*** Dataset extract Section Begins ***

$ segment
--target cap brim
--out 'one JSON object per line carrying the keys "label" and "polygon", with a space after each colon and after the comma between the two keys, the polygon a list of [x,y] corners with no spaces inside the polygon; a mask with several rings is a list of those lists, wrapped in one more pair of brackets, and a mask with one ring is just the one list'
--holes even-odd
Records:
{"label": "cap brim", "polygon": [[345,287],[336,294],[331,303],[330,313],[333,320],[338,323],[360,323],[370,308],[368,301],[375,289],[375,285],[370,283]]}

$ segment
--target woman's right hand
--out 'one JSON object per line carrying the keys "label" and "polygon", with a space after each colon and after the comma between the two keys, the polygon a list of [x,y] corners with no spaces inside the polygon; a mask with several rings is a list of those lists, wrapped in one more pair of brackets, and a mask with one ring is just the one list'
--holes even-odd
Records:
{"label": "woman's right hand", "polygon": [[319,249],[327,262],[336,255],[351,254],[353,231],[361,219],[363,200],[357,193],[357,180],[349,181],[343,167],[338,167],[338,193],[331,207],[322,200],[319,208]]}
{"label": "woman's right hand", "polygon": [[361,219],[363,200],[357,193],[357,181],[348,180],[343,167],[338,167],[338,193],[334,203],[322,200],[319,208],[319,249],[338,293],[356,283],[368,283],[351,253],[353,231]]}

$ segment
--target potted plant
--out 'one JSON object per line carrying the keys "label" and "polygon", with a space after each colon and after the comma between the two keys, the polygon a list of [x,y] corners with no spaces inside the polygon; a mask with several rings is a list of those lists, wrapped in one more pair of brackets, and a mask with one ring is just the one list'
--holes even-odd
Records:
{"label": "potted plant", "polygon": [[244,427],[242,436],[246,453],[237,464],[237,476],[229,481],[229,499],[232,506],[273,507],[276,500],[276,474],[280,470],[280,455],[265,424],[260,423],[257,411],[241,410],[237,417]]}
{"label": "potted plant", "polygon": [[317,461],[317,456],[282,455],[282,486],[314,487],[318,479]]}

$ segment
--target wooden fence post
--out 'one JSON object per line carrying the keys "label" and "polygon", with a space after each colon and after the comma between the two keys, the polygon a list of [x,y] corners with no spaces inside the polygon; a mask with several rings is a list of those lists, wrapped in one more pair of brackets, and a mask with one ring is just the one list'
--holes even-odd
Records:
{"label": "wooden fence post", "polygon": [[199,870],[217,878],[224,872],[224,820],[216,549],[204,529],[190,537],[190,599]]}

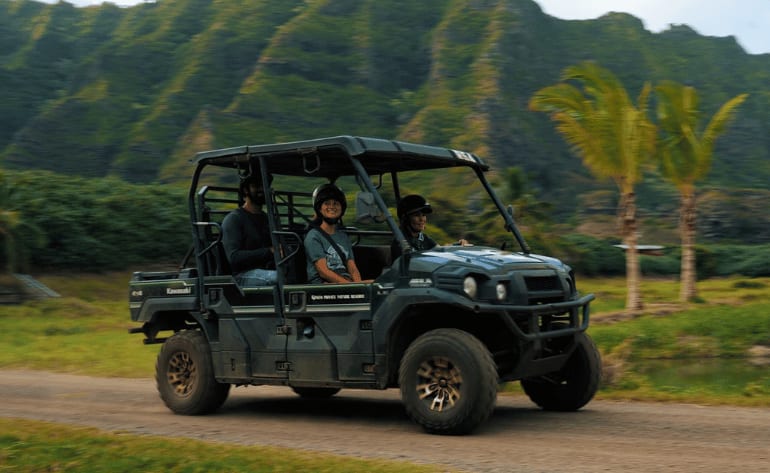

*** Dataset extract Section Ends ***

* [Exercise goal]
The answer is the run of lines above from the line containing "--target woman's right hand" through the line containing "--target wooden fence post", copied exactly and alone.

* [Exercise answer]
--target woman's right hand
--out 'one JSON object per line carrying the keys "label" and "polygon", with a space after each colon and after the comma between the two keys, the polygon a list of [x,y] corners with no spaces inside the polygon; a mask with several rings is a list of those lists, wrapped in one more pair of brackets, and a mask with one ring is just the one list'
--holes even-odd
Records:
{"label": "woman's right hand", "polygon": [[319,249],[327,262],[336,255],[351,254],[353,231],[361,219],[363,200],[357,193],[357,180],[349,181],[343,167],[338,167],[338,193],[331,207],[322,200],[319,208]]}
{"label": "woman's right hand", "polygon": [[361,219],[363,200],[357,193],[357,181],[348,180],[343,167],[338,167],[338,193],[334,203],[322,200],[319,208],[319,249],[338,293],[356,283],[368,283],[351,253],[353,231]]}

$ segment
--target potted plant
--out 'one JSON object per line carrying the keys "label" and "polygon", with a space after each colon and after the comma between the two keys, the polygon a list of [x,y] corners with no spaces inside the polygon; a mask with several rings is a list of those lists, wrapped in one more pair of brackets, and a mask with one ring is just the one list'
--holes even-odd
Records:
{"label": "potted plant", "polygon": [[244,427],[242,436],[246,453],[237,464],[237,476],[229,481],[229,499],[232,506],[273,507],[276,500],[276,474],[280,470],[280,455],[265,424],[260,423],[257,411],[241,410],[237,417]]}
{"label": "potted plant", "polygon": [[317,461],[317,456],[282,455],[282,486],[314,487],[318,479]]}

$ segment
--target wooden fence post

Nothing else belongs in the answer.